ENTRIES SHOWN:
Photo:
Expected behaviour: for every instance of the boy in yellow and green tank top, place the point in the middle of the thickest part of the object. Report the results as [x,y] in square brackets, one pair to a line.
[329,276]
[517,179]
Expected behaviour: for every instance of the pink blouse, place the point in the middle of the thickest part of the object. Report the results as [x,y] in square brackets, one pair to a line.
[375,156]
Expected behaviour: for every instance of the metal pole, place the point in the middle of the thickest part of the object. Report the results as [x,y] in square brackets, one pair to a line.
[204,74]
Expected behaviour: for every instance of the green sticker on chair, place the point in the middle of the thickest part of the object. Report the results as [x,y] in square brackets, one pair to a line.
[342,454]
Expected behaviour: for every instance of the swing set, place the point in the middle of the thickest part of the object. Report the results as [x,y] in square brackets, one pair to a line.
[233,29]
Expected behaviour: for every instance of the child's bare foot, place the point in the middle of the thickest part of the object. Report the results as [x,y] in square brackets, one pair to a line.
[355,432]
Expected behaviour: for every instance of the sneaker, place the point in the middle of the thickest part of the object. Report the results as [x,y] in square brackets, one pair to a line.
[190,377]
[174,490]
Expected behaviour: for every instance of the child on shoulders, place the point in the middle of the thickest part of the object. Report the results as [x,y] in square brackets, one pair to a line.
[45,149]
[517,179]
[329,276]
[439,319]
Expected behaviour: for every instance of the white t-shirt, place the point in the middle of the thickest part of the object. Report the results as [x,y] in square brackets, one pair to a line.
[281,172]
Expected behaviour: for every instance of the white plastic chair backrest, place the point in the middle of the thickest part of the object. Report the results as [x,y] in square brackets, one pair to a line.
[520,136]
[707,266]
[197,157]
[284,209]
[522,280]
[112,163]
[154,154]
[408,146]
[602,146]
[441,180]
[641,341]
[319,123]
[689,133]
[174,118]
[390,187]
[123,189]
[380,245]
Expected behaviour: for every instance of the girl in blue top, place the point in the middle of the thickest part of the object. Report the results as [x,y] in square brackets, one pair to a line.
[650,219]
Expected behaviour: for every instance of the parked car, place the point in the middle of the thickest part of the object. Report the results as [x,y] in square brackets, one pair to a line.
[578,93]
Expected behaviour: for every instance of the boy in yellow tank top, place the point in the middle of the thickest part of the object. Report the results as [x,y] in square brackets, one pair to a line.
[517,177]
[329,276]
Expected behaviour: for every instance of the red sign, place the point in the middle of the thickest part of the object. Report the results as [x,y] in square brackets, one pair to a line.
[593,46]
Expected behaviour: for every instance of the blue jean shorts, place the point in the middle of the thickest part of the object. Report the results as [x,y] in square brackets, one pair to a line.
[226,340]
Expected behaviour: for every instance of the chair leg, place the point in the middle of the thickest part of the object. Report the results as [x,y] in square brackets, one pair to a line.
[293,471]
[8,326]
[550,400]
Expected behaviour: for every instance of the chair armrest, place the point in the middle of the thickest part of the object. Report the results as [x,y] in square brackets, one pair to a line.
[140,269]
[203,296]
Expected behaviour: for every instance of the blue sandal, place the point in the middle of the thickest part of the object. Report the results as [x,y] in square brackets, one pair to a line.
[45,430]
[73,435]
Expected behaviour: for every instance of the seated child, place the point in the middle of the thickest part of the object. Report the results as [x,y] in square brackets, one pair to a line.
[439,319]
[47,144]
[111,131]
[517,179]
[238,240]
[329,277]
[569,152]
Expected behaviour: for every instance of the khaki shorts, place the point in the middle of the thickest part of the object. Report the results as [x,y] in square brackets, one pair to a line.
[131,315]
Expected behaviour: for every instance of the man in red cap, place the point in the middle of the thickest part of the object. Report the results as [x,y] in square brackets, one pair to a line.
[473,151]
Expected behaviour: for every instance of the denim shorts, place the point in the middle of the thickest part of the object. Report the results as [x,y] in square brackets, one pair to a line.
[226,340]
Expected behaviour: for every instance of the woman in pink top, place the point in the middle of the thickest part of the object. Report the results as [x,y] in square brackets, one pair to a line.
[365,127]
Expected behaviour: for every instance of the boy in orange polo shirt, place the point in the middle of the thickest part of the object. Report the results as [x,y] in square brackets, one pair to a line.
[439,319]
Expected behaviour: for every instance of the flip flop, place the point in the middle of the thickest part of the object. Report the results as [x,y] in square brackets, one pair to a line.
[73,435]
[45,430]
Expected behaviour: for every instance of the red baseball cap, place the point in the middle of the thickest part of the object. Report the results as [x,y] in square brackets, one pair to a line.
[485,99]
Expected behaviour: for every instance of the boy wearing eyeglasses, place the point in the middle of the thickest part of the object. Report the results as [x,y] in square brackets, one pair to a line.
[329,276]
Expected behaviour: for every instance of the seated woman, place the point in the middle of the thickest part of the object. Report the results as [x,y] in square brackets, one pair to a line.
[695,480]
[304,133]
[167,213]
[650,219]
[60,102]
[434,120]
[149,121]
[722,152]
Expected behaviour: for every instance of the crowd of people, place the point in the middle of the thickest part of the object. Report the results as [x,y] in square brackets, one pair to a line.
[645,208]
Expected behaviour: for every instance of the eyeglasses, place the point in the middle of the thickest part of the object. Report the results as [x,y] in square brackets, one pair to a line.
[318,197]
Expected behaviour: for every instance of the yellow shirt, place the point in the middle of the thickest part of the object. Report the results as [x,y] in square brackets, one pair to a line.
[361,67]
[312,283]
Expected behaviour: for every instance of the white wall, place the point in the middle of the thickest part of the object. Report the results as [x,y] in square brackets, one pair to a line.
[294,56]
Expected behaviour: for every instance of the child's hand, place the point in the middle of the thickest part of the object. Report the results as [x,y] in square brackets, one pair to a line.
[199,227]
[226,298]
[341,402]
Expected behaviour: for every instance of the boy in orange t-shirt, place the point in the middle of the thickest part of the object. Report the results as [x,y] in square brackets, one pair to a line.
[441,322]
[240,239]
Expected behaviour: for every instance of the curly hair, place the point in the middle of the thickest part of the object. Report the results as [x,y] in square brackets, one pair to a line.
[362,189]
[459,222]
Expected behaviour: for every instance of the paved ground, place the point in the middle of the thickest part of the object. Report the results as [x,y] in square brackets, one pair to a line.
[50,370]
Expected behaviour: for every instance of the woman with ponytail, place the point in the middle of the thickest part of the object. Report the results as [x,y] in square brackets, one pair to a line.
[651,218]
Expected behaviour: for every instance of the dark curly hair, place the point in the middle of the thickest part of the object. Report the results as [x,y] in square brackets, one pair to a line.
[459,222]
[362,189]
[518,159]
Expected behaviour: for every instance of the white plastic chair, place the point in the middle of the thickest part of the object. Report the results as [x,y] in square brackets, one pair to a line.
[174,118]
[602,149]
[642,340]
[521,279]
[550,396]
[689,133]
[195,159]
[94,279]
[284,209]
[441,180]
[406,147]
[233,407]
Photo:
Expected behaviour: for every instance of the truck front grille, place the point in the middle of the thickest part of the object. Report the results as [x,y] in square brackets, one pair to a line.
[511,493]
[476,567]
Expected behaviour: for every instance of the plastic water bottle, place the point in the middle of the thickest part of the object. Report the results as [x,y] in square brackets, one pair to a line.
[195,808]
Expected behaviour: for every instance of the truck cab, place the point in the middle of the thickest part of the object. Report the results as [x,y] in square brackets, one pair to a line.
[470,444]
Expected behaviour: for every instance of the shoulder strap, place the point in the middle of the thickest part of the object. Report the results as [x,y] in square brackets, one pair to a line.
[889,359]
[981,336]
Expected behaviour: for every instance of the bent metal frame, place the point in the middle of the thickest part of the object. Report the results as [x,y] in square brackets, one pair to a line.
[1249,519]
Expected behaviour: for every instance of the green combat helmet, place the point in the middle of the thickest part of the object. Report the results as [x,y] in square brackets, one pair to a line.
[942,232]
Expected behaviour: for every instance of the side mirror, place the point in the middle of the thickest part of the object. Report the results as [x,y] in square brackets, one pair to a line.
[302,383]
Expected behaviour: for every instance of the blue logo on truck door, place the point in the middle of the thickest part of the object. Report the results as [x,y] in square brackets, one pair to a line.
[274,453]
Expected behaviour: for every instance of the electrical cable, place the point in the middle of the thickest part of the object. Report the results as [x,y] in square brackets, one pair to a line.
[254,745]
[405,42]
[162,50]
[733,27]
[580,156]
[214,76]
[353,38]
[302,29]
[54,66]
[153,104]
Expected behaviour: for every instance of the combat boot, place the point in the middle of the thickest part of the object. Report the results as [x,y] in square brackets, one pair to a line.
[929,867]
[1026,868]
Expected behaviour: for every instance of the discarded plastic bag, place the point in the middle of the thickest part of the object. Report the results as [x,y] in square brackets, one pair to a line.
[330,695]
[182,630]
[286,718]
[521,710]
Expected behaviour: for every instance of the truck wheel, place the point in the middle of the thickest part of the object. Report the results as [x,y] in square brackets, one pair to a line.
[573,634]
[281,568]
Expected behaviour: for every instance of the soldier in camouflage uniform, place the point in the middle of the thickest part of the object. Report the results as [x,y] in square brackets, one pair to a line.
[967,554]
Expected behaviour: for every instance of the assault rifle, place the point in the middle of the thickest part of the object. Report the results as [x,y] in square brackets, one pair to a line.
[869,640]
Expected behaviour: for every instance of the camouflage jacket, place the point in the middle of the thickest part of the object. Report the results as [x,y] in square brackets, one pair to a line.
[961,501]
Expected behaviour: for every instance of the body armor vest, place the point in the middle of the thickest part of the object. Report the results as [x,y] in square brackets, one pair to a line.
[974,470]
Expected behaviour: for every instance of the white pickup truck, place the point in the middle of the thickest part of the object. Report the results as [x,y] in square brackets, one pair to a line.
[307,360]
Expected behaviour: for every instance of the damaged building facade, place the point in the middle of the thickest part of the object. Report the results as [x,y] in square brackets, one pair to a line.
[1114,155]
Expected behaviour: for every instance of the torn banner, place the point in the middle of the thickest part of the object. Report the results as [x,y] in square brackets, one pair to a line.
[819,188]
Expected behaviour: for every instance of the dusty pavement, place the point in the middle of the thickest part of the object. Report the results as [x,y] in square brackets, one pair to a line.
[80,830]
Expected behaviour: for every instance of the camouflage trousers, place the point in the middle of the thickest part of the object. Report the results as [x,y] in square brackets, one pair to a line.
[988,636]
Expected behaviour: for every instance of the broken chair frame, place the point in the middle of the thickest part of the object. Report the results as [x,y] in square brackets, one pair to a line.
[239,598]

WHAT YOU SHOULD DO: Output, exactly and with nothing else, the lines from the line containing "Expected behaviour: for every instance of the broken" to the end of the entries.

RESULT OF THIS TASK:
Expected behaviour: for every instance of the broken chair frame, place the point in the middle of the thickest part of the object. Report the results as [x,y] in square brackets, one pair to a line.
[239,598]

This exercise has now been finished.